- REQUIRED TASK:
The required result is the exact run of lines beginning at the one containing "of the clock" and ending at the last line of the entries.

- STORED DATA:
#####

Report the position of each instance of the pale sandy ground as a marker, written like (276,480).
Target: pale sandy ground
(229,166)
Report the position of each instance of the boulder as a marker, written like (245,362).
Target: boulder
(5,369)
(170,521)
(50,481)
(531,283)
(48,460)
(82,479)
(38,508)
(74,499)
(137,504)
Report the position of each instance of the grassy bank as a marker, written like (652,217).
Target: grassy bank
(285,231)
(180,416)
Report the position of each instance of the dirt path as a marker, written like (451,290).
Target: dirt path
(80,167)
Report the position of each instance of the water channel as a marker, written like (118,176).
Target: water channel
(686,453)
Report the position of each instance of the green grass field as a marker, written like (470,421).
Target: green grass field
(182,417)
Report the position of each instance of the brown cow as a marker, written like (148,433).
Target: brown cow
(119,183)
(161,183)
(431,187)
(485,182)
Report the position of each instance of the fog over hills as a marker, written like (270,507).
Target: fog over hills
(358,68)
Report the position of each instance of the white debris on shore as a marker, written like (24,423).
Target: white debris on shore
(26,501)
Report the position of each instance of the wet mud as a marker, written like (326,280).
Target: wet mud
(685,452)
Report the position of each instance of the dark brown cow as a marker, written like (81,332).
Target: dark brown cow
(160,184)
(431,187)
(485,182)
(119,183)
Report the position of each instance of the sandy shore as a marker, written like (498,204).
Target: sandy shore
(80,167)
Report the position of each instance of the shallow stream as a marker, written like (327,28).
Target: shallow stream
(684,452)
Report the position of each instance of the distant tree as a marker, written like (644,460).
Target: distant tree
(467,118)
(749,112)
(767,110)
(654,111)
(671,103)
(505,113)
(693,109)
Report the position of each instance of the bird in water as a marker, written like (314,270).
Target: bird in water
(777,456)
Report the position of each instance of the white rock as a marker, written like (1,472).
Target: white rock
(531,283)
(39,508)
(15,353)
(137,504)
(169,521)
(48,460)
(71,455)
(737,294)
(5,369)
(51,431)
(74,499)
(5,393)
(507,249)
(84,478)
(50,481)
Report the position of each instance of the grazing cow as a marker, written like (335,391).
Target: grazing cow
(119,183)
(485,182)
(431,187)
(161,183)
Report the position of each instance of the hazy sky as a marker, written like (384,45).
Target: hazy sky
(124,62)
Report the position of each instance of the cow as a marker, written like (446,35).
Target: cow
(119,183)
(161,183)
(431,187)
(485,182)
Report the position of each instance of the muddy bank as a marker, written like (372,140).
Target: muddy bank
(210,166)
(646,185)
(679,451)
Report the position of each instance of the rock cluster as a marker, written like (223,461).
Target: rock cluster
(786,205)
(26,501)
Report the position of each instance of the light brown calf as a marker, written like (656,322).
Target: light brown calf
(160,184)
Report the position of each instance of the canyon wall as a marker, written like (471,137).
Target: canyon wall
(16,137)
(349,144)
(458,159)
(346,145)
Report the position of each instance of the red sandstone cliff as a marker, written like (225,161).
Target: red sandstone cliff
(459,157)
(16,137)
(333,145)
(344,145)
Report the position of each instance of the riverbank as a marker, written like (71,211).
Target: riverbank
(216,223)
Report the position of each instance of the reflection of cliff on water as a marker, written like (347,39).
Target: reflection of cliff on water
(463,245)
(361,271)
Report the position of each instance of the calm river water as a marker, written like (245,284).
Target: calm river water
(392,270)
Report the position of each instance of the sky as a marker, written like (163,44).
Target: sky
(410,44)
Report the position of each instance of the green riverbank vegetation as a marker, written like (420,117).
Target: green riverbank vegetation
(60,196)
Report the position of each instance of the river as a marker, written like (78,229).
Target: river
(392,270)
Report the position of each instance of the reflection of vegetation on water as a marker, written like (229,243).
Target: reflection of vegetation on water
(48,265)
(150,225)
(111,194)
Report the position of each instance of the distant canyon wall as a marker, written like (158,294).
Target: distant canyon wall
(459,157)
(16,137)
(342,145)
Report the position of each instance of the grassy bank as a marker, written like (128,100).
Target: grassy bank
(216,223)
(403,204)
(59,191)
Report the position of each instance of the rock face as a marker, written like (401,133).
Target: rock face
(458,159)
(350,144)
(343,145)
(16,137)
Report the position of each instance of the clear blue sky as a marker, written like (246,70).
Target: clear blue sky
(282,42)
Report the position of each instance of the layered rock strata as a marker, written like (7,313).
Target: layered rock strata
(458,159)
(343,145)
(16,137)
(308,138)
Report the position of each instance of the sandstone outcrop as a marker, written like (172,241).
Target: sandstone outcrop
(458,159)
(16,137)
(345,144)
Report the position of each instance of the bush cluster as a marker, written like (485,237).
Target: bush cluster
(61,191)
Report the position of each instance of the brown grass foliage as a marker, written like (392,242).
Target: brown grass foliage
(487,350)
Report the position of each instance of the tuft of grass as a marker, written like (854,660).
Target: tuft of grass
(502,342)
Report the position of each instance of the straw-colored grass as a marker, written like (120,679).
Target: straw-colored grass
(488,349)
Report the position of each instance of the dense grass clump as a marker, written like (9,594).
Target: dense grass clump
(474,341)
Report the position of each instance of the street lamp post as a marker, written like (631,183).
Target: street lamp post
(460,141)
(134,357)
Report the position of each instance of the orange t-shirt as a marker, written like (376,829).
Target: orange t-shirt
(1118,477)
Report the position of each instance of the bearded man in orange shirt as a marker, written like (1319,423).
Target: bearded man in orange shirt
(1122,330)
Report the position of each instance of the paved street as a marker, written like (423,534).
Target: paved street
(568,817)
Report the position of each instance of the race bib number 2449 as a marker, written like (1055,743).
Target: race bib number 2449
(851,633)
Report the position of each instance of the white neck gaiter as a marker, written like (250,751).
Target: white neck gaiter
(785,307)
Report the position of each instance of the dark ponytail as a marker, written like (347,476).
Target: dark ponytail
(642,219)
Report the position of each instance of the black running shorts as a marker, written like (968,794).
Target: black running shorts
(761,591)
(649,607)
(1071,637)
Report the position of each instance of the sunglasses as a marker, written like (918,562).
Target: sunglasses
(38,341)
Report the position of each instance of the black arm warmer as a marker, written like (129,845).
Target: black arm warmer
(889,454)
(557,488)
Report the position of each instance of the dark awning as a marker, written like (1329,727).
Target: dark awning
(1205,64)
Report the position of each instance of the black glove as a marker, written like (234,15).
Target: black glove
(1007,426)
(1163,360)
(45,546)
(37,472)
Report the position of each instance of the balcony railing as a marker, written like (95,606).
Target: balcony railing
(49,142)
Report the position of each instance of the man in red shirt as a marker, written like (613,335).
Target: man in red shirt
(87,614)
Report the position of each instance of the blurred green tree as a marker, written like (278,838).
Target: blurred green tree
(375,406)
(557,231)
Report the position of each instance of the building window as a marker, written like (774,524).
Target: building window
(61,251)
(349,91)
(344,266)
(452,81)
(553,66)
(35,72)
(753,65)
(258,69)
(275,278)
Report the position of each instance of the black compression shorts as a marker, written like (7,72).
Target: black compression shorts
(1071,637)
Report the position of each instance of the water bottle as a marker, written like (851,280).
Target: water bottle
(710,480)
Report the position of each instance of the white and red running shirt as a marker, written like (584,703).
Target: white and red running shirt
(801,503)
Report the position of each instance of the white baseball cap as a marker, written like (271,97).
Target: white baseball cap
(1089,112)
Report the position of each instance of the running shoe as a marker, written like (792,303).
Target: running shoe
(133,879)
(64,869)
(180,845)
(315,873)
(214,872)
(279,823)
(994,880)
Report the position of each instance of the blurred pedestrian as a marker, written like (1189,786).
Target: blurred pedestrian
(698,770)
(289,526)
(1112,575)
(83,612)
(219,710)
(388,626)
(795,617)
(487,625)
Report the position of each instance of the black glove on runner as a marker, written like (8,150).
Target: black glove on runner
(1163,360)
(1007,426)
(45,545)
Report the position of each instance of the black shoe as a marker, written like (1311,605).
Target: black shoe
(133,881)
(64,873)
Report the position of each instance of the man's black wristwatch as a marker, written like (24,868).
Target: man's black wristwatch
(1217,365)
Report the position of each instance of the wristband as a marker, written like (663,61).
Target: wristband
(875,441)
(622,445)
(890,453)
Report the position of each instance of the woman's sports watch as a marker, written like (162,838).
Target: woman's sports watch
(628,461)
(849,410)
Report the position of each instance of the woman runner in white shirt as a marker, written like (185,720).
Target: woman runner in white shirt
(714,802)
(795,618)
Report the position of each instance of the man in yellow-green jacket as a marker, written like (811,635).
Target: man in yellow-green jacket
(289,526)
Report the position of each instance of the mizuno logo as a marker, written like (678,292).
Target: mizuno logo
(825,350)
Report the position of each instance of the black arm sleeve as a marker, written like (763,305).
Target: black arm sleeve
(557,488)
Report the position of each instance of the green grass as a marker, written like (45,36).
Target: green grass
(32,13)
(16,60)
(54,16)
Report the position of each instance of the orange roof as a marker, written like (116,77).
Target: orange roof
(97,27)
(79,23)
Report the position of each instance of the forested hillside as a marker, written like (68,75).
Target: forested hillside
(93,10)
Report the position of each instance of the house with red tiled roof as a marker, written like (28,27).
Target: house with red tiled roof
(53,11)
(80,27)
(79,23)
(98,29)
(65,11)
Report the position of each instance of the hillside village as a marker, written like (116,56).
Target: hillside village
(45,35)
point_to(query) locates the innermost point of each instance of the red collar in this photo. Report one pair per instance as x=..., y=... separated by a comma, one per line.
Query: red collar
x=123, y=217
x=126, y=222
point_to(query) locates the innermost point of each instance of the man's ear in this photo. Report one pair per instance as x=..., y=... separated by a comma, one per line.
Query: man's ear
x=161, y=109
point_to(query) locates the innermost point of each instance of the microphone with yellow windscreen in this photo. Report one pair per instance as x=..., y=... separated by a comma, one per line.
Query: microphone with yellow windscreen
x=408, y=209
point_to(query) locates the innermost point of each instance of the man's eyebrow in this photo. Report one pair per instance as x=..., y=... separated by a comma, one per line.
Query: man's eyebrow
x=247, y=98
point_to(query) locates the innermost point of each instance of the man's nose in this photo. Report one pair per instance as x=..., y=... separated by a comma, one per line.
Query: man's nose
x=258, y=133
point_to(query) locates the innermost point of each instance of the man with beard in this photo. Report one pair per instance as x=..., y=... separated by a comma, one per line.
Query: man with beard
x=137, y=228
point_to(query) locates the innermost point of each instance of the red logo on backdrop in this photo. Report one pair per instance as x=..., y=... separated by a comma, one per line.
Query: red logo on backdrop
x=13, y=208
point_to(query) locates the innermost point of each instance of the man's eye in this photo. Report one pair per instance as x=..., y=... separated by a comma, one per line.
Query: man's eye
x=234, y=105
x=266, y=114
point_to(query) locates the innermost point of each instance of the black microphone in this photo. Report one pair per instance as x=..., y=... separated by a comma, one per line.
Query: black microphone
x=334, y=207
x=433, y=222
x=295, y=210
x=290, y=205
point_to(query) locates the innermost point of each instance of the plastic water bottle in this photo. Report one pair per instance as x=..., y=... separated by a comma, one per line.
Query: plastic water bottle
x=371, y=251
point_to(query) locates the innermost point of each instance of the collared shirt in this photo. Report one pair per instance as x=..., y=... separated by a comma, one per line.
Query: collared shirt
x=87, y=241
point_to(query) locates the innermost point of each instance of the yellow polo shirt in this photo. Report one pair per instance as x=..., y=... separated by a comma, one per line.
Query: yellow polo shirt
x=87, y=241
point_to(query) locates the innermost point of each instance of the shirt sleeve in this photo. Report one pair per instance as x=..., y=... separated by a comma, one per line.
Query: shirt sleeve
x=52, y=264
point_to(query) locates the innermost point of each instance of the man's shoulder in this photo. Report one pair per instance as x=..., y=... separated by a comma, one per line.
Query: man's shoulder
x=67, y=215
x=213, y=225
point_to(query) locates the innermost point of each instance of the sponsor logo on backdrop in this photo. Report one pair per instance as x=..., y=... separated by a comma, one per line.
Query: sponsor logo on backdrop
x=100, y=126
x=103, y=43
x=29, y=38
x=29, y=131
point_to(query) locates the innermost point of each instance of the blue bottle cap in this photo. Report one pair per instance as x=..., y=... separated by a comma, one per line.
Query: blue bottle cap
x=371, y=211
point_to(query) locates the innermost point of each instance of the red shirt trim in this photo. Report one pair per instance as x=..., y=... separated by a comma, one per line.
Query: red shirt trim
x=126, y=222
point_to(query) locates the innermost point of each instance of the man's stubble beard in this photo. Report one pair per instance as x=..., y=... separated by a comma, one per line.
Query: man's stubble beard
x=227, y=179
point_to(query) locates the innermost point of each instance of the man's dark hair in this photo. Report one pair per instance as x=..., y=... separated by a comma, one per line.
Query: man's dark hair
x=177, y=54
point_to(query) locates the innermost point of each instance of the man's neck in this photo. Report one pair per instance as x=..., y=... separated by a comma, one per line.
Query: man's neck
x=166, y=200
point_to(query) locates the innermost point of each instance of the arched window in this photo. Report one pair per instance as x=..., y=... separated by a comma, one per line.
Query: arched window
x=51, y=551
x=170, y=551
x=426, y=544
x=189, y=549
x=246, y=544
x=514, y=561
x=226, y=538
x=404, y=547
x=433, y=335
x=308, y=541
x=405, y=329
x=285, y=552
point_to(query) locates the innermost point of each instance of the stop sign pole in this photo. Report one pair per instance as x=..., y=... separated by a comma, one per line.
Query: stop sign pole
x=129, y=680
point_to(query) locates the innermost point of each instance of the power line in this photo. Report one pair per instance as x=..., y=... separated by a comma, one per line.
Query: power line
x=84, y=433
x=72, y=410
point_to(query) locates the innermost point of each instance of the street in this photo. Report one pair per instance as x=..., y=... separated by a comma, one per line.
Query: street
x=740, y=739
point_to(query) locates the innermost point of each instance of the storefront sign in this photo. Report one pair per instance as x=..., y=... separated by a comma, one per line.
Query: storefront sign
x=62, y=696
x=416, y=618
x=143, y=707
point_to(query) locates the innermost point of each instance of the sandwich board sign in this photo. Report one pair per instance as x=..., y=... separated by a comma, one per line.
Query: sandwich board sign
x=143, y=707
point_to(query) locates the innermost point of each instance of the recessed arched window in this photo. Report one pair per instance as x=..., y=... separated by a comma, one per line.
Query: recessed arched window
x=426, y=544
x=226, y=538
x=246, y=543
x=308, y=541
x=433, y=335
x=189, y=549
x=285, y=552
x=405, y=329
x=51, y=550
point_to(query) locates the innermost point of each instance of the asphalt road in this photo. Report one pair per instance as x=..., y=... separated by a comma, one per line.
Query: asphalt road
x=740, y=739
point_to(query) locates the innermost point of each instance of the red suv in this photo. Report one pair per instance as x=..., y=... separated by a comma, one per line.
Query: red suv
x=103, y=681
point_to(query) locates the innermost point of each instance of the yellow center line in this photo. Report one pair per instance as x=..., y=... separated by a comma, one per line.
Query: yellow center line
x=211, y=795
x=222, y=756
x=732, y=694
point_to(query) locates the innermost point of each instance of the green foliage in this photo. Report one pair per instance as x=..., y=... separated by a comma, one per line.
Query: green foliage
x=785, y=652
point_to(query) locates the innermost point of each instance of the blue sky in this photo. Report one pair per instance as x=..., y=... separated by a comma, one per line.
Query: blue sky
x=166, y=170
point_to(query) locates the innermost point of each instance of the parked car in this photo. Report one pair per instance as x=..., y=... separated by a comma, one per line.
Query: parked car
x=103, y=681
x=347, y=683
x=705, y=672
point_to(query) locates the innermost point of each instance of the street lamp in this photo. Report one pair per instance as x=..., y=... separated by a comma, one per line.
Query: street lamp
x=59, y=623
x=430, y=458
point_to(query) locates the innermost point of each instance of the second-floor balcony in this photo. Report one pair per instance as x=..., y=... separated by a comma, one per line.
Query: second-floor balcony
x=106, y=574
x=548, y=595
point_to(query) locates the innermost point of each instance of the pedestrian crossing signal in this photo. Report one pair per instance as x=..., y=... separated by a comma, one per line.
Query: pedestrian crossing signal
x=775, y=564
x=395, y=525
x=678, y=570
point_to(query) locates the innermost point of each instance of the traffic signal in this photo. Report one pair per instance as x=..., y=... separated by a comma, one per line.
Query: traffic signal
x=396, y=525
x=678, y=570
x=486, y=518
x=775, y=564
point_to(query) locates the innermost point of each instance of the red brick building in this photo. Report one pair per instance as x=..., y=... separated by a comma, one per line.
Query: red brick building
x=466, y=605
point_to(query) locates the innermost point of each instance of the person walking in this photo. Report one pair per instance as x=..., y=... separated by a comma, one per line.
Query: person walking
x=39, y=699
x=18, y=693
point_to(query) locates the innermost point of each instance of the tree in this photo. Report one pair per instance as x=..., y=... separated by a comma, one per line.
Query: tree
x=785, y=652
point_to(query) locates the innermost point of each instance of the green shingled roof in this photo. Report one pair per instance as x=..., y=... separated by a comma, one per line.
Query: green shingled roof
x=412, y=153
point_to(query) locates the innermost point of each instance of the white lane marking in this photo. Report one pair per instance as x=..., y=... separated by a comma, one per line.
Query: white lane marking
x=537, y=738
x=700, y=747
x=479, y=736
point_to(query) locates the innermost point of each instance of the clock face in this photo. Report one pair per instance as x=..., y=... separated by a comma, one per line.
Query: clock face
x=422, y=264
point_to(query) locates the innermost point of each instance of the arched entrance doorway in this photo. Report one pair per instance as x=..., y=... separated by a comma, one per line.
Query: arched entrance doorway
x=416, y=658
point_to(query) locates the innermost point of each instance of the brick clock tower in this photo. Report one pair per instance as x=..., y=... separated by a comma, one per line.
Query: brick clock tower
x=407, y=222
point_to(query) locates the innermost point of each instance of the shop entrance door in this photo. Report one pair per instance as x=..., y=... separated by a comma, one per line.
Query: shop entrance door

#####

- ANSWER:
point_to(query) locates the innermost point of each instance of the clock face in this photo. Report one pair per instance as x=..., y=... separated by a comma, one per line.
Query: clock face
x=422, y=264
point_to(query) locates the innermost point of each instance of the arched entrance doorway in this photo. Report one pair per instance as x=..., y=... separated by a comma, one per line.
Query: arched entrance doorway
x=416, y=658
point_to(query) locates the innermost point of each instance of the brick clock tower in this photo. Report one pair per instance as x=..., y=... separated by a comma, one per line.
Query: brick clock tower
x=407, y=222
point_to(query) locates the innermost point of each instance of the shop entrance door in this photo. Report one pair per instance as x=..., y=... separated by a comma, one per line.
Query: shop entrance door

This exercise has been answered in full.